Task to complete: Render the lines of the items below as a Markdown table with the columns No. and Line, one row per line with blank lines omitted. Include only the lines from the line with "bird's foot, written" to the line with "column 472, row 717", both included.

════════════════

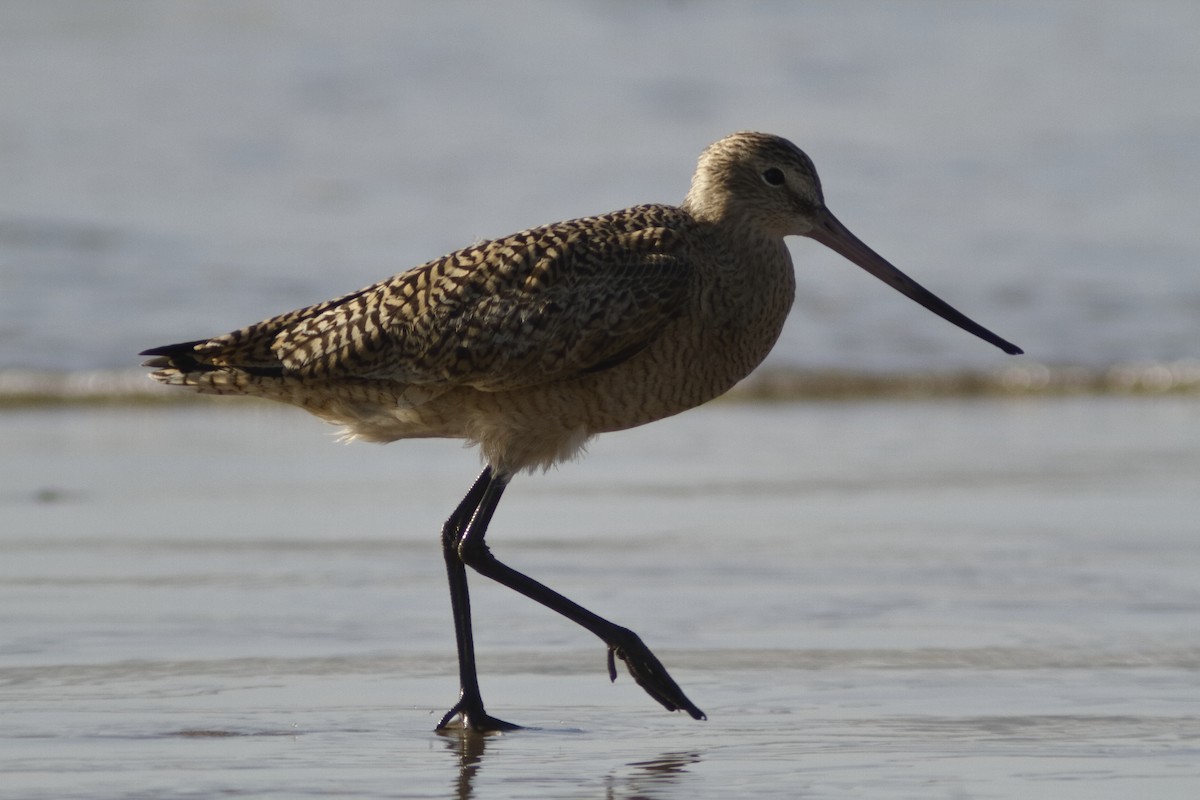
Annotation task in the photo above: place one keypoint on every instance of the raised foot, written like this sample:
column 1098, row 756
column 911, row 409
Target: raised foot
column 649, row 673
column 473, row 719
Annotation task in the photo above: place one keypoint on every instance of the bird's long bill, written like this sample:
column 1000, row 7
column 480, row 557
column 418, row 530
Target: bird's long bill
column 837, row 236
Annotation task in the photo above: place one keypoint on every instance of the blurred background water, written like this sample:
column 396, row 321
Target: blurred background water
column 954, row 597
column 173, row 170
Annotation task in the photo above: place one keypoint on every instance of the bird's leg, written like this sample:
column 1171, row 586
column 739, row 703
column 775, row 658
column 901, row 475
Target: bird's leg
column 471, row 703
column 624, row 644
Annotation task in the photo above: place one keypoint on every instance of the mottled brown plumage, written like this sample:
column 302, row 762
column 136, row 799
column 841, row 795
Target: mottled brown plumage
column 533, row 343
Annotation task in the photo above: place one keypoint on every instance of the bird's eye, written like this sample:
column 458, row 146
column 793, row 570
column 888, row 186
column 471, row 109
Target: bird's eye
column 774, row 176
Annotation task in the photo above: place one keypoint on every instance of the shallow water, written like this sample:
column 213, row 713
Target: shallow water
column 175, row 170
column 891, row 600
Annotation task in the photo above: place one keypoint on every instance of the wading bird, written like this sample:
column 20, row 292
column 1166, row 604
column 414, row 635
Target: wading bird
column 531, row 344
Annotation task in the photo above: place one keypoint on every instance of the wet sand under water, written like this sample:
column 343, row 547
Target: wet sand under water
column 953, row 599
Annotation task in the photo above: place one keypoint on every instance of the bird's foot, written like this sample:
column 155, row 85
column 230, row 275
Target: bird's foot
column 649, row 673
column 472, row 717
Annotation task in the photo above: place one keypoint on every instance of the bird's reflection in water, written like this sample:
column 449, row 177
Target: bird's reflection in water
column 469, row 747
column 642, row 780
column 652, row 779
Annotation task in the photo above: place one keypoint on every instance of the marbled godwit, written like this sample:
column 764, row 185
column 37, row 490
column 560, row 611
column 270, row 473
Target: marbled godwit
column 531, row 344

════════════════

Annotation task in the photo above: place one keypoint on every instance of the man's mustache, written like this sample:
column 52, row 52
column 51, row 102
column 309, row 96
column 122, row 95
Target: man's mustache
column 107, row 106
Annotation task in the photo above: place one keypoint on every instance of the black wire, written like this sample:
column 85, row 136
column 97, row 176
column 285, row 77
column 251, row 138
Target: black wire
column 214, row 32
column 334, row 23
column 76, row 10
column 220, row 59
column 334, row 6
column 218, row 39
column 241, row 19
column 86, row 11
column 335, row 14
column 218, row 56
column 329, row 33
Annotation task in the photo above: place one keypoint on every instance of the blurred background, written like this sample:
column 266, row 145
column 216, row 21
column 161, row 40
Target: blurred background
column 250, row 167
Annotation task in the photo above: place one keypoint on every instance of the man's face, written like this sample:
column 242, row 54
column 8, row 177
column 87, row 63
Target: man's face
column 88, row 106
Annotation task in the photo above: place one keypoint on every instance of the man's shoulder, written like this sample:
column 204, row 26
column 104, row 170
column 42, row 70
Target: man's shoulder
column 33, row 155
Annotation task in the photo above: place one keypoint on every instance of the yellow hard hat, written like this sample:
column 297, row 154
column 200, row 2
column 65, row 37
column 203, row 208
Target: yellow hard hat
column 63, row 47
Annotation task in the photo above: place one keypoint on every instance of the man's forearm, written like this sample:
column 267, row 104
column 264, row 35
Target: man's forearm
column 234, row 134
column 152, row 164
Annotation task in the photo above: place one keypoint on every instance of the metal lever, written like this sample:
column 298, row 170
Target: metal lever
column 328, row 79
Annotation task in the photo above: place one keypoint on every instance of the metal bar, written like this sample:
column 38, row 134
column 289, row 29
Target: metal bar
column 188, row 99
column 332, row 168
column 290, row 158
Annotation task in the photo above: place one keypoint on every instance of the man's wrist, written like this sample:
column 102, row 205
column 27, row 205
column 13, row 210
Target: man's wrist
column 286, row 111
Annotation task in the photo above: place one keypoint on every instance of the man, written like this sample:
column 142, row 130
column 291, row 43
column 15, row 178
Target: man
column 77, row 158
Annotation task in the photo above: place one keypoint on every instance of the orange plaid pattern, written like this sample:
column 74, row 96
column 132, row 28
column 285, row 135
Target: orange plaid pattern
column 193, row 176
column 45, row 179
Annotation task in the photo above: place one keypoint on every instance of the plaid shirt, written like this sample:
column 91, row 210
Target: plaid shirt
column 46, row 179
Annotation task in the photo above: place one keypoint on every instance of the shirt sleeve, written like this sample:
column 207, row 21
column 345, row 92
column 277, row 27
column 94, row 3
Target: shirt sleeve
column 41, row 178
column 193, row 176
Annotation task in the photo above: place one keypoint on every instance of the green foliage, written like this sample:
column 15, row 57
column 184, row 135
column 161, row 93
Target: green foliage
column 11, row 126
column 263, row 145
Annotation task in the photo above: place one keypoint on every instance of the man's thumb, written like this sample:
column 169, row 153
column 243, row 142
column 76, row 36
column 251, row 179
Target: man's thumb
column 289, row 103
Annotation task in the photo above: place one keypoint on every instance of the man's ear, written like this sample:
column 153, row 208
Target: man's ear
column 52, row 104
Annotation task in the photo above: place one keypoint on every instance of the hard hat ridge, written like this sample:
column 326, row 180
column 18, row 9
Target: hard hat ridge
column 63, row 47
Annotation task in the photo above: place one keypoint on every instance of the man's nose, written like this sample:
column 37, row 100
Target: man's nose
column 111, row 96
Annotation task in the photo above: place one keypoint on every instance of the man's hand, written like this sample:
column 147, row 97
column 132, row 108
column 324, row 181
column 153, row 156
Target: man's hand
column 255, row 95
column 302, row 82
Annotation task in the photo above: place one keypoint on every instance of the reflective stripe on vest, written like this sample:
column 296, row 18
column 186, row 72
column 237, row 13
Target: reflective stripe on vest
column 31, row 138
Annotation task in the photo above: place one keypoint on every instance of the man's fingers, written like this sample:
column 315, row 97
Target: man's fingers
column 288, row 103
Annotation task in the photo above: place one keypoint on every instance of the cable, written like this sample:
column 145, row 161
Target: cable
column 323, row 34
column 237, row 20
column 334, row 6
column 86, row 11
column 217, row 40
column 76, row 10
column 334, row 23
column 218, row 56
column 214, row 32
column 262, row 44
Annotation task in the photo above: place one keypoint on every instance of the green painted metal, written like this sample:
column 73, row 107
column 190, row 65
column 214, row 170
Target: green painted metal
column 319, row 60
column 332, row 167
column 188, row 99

════════════════

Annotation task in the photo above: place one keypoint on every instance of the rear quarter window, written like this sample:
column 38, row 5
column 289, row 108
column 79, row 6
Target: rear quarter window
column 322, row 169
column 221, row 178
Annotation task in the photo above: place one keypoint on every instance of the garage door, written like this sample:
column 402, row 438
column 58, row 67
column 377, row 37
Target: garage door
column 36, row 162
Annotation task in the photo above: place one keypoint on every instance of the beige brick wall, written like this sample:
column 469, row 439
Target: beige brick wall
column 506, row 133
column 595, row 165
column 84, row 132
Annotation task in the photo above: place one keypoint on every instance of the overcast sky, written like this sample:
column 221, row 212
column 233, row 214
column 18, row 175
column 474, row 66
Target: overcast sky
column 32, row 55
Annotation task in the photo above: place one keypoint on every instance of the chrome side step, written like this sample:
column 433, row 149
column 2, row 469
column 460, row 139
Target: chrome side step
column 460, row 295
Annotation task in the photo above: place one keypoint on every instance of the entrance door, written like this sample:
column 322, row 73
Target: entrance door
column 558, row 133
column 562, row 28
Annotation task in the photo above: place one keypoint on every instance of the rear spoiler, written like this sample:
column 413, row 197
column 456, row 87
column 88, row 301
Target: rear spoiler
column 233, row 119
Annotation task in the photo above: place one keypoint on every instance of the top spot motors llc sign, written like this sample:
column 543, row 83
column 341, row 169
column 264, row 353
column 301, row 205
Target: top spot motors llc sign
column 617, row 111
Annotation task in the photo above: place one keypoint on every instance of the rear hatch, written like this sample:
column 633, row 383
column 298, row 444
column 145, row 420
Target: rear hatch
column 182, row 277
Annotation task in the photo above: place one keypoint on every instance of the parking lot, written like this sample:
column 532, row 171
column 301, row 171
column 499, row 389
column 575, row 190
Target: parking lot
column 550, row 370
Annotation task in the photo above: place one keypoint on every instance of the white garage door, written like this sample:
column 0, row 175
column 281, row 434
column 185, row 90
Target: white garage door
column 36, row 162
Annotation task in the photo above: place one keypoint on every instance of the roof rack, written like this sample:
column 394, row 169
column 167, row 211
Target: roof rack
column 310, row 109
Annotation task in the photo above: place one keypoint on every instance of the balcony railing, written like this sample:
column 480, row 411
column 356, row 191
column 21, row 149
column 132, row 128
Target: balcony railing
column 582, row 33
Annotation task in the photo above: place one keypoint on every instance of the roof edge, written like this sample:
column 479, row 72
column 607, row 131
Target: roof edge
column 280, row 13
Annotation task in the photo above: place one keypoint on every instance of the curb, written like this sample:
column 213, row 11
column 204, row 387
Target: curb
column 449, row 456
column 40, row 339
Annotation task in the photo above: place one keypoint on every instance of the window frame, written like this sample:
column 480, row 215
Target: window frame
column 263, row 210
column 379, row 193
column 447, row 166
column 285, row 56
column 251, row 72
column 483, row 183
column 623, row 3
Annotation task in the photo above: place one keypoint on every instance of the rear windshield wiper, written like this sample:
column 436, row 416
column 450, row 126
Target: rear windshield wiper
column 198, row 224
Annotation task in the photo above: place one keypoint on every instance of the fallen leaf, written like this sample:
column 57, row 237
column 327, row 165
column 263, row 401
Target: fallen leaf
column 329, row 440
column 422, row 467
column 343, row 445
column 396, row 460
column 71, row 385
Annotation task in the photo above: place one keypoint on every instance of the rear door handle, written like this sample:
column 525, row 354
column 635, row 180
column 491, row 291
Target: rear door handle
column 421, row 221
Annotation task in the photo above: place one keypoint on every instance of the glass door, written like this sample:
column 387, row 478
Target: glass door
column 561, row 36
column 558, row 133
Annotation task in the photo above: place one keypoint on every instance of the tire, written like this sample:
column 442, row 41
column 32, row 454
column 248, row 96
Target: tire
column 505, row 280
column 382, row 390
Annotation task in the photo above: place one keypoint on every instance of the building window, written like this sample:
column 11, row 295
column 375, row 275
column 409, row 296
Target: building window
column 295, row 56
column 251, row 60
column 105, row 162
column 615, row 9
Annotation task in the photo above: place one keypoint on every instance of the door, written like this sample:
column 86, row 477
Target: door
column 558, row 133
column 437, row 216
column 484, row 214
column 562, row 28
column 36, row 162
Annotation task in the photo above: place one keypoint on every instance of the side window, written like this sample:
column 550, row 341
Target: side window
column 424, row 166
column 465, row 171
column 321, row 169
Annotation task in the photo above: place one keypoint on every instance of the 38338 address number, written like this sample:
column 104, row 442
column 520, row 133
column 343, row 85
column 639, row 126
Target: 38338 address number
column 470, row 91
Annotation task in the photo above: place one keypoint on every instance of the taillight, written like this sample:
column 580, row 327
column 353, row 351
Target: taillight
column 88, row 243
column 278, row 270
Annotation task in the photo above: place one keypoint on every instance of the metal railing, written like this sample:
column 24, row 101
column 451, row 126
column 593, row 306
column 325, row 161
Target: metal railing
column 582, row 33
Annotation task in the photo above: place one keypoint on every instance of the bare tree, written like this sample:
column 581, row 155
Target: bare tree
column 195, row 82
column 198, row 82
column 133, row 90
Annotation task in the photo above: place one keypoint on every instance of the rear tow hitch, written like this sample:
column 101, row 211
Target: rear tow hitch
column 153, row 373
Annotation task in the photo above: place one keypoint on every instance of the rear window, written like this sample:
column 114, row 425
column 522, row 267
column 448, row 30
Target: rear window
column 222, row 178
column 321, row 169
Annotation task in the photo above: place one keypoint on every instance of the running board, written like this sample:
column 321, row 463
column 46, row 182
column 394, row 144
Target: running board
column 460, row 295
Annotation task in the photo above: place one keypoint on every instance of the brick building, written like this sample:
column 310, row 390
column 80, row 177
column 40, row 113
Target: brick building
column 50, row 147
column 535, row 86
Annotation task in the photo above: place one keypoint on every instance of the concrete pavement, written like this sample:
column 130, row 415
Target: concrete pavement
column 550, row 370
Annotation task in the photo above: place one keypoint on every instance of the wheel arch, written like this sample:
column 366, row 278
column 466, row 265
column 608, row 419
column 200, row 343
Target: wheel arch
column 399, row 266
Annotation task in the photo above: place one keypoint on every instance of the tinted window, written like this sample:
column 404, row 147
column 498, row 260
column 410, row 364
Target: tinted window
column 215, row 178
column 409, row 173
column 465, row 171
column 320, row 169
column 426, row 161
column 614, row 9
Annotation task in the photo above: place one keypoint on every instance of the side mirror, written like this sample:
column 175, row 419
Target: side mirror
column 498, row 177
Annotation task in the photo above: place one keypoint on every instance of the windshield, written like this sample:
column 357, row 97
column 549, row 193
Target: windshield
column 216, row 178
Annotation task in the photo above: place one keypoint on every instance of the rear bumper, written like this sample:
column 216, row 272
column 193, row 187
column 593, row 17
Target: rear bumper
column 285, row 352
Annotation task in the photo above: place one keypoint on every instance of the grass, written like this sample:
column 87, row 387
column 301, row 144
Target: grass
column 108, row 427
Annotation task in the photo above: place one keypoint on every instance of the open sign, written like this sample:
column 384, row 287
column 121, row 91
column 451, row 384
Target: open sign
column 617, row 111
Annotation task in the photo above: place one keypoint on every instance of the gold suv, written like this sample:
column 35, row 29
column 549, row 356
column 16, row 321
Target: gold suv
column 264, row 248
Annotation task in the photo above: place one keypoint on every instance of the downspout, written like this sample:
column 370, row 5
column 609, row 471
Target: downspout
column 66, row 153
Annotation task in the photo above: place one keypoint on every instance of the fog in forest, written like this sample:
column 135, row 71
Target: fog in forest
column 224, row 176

════════════════

Solution to the problem:
| No. | Line |
|---|---|
| 1 | Annotation task in the photo above: place one keypoint on every instance of the bird's foot, written like this sample: |
| 2 | column 155, row 85 |
| 3 | column 230, row 275 |
| 4 | Target: bird's foot |
| 5 | column 649, row 673 |
| 6 | column 472, row 717 |